** Problem requirements **
Across the entries below, how many lines contain the string "returns"? Give only the count.

** Information provided **

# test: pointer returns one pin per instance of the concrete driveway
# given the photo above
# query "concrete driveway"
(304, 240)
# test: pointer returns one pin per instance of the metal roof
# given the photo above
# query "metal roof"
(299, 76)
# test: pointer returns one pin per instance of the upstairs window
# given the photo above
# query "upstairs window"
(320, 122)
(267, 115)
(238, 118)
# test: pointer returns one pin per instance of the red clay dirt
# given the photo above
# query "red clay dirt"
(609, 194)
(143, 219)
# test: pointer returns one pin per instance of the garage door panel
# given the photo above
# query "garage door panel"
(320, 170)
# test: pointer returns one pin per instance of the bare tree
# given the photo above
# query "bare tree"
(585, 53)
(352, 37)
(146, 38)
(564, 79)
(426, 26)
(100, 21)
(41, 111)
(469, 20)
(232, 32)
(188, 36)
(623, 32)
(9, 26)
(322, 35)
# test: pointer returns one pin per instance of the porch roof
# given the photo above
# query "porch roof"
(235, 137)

...

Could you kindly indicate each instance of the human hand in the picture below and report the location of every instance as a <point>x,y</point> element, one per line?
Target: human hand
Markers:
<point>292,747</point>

---

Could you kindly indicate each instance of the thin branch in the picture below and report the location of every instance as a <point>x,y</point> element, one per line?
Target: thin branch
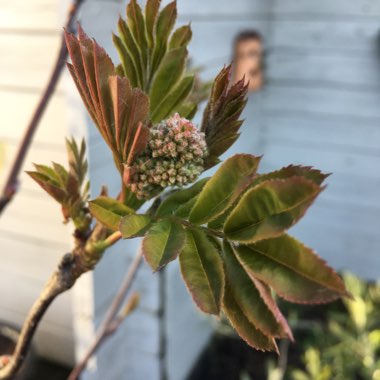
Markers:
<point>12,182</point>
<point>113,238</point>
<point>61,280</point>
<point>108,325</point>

** Task result **
7